**EXTRACT:**
Jaden Pena was elected as the next president of the Tufts Community Union on April 27. He will serve as TCU president for the 2022–23 academic year.
Students cast their ballots between noon on April 26 and noon on April 27, and election results were announced shortly after the final votes were submitted.
According to the Elections Commission’s Instagram, Pena won 58% of the votes cast, while the other two candidates — Enrique Rodriguez and Max Morningstar — won 23% and 13% of the votes, respectively. A total of 2,024 votes were cast, denoting a voter turnout of 31.09%, a slight decrease from last year’s turnout rate of 33.96%.
Two referendums also passed in the election. The first will allow the TCU Senate to efficiently add more community senator seats in the future, while the second created the Indigenous community senator position.
The rest of the Senate executive board positions — vice president, treasurer, diversity officer, parliamentarian and historian — were filled by internal elections on Sunday, May 1.
Class of 2024 Senator Arielle Galinsky, who served as Services Committee chair this past year, was elected vice president for the 2022–23 academic year. Sophomores may remember Galinsky as the lead organizer of April’s Class of 2024 Prom.
Class of 2023 Senator and former Associate Treasurer Jalen Little was elected treasurer and former Women’s Community Senator Krystal Mutebi was elected diversity officer. Junior Julie Baik was elected historian.
The 2021–22 academic year was Pena’s first full year on the Senate. He served as diversity officer, which meant chairing the Community and Diversity Committee. Outside of the Senate, Pena sings with the Tufts Beelzebubs, plays on the football team — for which he is one of the Green Dot representatives — and is a member of the Tufts Black Men’s Group.
Pena reflected on his time as diversity officer and says he hopes to use the experiences he gained in that role to better inform his decisions as TCU president.
“I hope to work extremely closely with the diversity officer next year to continue some of the work that I was doing,” Pena said. “Some examples are working on the Tufts as an Anti-Racist Institution initiative and reallocating those funds so that they support our identity centers and … the athletics department, the health services and CMHS department and the School of Engineering to recruit and hire more BIPOC and LGBTQ+ faculty and staff.”
Pena envisions a Tufts community whose commitment to diversity, equity and inclusion extends beyond its campus.
“I want to work with admissions to send Tufts representatives to more socioeconomically diverse high schools across the country, and not just the ones that they’re being sent to now,” Pena said.

**DATA EXTRACT:**
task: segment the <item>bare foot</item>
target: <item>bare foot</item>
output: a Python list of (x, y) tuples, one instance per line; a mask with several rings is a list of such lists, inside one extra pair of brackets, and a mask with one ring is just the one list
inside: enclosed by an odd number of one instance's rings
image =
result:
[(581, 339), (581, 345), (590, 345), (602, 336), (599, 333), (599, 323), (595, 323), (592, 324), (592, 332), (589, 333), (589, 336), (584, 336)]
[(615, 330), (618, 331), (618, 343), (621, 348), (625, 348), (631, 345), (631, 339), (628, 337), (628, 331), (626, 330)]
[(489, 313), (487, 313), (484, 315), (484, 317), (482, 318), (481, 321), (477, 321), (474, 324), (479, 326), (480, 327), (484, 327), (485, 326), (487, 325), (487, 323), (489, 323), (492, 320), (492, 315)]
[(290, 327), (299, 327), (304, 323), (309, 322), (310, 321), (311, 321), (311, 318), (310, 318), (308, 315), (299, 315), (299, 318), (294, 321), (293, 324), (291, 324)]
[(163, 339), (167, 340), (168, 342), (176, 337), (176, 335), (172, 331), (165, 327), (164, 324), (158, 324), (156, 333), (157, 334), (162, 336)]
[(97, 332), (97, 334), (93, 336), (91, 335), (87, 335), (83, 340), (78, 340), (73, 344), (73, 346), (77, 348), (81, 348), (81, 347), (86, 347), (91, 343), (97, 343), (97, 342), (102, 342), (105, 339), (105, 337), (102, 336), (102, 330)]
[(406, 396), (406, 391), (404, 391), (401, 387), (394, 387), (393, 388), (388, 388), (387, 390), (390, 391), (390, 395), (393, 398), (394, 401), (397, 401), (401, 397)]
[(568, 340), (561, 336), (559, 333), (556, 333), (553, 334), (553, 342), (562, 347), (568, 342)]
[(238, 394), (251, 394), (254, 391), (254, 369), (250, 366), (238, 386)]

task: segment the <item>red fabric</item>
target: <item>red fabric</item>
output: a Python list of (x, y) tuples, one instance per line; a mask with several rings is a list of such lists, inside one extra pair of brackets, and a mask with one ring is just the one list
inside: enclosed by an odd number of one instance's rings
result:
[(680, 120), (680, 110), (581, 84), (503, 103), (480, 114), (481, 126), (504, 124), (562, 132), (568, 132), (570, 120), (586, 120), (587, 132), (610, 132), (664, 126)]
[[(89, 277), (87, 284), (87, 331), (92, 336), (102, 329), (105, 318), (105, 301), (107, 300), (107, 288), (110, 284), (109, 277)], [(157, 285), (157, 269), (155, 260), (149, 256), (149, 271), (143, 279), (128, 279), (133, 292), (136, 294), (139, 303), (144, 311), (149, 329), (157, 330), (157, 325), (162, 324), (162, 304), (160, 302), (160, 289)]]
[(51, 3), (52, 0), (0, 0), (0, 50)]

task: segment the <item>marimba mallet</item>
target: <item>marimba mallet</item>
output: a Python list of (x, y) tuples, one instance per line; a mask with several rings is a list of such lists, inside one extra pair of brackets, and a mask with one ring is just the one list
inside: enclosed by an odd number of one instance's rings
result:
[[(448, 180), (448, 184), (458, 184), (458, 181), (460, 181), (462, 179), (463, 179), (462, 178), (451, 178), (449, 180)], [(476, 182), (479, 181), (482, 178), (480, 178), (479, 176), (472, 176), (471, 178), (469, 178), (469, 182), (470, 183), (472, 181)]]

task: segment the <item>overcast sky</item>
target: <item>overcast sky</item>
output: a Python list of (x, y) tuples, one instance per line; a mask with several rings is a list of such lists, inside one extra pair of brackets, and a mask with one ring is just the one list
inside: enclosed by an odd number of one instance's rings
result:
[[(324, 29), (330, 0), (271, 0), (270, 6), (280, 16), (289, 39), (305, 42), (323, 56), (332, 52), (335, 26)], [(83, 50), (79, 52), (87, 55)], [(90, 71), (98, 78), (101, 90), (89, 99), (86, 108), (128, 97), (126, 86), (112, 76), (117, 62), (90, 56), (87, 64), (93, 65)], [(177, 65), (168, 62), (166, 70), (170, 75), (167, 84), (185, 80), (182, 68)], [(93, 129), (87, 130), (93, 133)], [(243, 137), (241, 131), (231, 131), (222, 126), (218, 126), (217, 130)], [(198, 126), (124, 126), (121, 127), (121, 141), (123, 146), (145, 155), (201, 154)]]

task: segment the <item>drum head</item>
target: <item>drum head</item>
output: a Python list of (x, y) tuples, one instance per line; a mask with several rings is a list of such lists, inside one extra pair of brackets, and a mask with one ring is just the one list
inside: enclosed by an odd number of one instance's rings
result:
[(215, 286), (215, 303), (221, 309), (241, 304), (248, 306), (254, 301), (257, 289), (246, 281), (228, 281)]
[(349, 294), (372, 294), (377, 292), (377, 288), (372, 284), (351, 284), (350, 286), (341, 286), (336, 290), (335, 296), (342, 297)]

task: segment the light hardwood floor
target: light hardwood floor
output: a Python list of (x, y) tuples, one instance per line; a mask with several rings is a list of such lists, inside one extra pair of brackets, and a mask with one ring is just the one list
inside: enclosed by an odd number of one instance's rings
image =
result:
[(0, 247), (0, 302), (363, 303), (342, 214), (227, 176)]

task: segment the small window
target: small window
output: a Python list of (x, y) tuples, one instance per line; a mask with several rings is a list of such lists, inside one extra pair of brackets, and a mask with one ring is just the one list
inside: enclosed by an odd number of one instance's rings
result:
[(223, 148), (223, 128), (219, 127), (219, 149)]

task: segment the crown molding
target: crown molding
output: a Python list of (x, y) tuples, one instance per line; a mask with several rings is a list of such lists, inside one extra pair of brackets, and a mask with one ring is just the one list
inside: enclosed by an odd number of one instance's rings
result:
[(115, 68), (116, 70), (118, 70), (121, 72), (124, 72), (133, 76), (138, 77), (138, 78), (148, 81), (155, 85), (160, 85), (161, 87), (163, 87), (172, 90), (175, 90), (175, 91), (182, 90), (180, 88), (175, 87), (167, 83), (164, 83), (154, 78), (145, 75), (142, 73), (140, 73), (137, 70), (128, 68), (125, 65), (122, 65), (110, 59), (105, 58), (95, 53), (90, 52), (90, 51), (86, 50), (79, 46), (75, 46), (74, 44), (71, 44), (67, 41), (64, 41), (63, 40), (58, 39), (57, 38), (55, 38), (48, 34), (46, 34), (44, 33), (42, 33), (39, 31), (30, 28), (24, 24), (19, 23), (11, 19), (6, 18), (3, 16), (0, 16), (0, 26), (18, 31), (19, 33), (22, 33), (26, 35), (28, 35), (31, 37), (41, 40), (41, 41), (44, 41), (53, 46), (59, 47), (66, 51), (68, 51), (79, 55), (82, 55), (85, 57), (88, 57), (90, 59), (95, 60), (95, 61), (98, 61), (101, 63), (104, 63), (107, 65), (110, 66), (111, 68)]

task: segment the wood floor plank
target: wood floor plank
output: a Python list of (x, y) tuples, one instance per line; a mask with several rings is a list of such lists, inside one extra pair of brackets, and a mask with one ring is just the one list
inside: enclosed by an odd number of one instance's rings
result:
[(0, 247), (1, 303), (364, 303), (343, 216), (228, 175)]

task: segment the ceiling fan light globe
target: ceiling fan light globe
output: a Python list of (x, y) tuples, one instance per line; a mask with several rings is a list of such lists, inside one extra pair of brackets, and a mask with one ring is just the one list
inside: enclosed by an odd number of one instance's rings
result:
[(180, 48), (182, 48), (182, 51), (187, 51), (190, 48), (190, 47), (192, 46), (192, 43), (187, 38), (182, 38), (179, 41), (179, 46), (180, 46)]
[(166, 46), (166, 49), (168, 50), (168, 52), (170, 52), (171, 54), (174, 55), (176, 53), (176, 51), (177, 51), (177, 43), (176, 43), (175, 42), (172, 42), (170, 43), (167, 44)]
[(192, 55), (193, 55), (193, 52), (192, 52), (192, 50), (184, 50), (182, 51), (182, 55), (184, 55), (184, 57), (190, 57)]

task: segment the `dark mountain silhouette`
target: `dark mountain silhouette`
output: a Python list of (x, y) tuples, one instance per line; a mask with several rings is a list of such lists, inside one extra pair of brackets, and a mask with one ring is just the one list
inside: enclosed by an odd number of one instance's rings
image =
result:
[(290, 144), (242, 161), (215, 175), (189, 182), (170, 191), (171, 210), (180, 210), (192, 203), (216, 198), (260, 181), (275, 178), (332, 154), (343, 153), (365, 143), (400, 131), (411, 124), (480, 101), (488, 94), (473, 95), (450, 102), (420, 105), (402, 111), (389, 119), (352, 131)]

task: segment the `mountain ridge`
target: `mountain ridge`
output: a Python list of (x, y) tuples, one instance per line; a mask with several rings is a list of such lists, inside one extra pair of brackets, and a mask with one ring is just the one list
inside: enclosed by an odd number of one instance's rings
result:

**WHAT IS BEING ASKED:** According to the article on the student government election, which position was Krystal Mutebi elected to?

**EXERCISE ANSWER:** Diversity officer.